▸ Exercise instructions
From the line containing "Target: ceiling air vent" through the last line of the data, return those lines exactly as written and nothing more.

(begin)

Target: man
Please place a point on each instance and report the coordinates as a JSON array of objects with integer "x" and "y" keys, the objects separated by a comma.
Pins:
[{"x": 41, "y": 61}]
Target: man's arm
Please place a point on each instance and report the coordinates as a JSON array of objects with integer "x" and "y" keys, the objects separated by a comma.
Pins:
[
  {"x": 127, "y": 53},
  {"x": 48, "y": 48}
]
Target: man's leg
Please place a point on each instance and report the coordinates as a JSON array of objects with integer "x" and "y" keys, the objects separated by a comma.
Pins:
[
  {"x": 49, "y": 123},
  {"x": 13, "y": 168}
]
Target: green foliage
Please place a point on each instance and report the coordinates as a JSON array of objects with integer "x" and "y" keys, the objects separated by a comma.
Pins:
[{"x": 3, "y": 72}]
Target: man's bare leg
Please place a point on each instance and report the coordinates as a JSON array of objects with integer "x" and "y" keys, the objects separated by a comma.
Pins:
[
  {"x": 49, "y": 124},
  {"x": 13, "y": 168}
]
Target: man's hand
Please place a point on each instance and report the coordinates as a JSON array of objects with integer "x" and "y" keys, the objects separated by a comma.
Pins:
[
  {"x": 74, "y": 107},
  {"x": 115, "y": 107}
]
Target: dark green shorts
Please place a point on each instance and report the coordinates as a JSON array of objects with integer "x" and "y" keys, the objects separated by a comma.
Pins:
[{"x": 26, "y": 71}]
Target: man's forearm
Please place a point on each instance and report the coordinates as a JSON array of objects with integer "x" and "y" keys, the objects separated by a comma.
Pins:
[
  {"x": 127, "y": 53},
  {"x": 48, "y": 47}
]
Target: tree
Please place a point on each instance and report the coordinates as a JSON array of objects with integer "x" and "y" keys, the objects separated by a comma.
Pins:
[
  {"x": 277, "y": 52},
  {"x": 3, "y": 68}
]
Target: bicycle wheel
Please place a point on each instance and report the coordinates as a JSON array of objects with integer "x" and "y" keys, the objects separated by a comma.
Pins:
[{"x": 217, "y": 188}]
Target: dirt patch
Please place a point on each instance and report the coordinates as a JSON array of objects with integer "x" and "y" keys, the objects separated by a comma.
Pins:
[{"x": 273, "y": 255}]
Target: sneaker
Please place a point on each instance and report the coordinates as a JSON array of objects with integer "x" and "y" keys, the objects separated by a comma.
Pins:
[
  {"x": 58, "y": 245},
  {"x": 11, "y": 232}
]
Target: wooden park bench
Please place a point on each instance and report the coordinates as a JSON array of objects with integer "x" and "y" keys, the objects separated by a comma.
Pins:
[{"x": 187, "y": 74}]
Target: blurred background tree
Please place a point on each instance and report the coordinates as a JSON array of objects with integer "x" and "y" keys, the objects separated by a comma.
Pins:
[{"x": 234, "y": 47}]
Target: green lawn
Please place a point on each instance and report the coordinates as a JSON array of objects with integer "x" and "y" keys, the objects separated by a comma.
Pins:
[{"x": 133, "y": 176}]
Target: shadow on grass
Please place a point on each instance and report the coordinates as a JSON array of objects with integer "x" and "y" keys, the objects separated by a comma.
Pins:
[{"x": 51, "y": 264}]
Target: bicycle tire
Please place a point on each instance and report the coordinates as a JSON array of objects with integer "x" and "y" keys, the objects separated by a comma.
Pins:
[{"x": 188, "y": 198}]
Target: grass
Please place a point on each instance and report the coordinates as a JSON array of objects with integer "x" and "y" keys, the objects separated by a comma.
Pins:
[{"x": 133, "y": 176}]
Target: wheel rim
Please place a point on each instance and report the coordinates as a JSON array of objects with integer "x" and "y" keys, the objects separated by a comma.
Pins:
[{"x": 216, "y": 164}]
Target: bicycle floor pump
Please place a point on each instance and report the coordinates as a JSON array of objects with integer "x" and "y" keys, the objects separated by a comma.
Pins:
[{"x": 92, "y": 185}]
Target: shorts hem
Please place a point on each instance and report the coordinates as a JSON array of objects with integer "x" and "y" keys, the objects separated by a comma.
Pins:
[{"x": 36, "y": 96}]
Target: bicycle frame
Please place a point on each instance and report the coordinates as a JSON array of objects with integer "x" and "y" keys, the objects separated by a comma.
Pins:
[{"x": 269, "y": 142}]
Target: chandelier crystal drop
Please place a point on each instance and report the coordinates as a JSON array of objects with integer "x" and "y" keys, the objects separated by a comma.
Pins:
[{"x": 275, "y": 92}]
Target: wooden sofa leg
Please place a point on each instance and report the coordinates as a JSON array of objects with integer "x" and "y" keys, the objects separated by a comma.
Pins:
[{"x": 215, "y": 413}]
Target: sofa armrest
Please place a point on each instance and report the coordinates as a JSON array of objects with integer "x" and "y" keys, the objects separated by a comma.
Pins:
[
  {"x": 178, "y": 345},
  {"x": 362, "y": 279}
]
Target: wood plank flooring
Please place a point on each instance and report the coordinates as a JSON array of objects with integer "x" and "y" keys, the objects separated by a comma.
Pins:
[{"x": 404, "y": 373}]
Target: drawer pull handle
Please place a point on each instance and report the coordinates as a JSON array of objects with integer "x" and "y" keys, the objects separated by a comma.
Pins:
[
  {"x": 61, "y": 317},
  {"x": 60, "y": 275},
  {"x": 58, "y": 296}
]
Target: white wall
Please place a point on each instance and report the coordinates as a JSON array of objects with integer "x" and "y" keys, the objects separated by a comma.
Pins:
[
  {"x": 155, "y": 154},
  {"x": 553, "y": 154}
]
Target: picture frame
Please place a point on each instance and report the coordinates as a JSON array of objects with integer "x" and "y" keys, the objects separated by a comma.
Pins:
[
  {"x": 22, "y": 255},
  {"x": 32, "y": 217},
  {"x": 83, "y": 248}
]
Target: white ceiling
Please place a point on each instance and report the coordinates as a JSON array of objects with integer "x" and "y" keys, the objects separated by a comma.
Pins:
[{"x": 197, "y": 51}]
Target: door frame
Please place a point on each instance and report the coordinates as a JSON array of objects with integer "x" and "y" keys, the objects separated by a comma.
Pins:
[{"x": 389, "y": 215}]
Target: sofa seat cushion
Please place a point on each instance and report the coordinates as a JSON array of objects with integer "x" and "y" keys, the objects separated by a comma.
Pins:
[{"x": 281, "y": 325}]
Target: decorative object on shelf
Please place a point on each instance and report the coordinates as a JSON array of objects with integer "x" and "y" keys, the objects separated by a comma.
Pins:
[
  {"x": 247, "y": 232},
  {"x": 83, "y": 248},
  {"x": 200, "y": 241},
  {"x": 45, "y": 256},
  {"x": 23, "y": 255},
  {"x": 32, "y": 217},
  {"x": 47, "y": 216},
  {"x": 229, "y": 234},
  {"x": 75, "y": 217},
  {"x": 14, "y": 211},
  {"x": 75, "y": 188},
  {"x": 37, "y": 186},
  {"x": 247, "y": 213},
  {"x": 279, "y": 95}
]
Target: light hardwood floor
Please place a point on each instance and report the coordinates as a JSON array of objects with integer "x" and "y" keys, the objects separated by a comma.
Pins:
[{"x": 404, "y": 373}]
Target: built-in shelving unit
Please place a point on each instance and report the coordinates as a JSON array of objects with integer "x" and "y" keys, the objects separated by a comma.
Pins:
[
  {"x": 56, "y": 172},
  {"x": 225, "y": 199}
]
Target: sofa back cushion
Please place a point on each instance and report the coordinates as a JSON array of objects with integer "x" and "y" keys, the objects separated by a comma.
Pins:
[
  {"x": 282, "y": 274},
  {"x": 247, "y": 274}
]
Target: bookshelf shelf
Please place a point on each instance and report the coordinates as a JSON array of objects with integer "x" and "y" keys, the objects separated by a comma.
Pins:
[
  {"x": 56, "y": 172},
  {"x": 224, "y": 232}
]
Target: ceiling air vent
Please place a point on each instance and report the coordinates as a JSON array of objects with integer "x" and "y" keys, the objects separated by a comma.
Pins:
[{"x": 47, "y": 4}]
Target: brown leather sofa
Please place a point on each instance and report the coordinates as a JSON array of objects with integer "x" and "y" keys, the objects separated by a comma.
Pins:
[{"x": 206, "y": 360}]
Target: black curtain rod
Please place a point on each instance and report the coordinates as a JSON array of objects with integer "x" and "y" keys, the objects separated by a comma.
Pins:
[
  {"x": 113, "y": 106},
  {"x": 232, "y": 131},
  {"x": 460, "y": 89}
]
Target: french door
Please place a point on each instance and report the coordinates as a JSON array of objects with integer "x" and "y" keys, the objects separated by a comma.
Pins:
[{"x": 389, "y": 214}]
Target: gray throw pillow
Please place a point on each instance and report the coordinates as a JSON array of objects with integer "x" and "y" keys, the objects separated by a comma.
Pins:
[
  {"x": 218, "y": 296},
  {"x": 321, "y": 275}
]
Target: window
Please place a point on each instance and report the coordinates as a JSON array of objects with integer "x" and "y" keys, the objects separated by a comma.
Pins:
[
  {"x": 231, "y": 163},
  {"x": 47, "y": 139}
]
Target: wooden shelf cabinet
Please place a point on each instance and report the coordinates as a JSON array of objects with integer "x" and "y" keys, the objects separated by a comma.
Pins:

(end)

▸ Written solution
Target: ceiling air vent
Please place a point on each instance and report the coordinates as a JSON array of objects with integer "x" and "y" keys, the objects separated by a comma.
Pins:
[{"x": 47, "y": 4}]
Target: brown leather sofa
Please place a point on each instance and report the coordinates as a JSON array of objects with integer "x" and "y" keys, the objects separated by a comma.
Pins:
[{"x": 206, "y": 360}]
Target: black curtain rod
Please place a point on each instance and report the coordinates as a JSON array of objects with integer "x" and "y" keys, the objects separated by a comma.
Pins:
[
  {"x": 113, "y": 106},
  {"x": 232, "y": 131},
  {"x": 460, "y": 89}
]
Target: french door
Please place a point on each instance and report the coordinates as a JSON array of objects with integer "x" and "y" keys, the objects separated by a comma.
Pins:
[{"x": 389, "y": 214}]
Target: gray throw pillow
Please place a point on each instance and report the coordinates as a JSON array of objects with integer "x" and "y" keys, the objects separated by a comma.
Pins:
[
  {"x": 218, "y": 296},
  {"x": 321, "y": 275}
]
Target: window
Please place a point on each instance and report the coordinates as a JSON array of objects with integer "x" and "y" keys, the objects separated by a comma.
Pins:
[
  {"x": 231, "y": 163},
  {"x": 47, "y": 139}
]
Target: wooden shelf cabinet
Please place a point on each instance and report the coordinates as a JSON array of objects with integer "x" and "y" keys, the objects separated by a comma.
Pins:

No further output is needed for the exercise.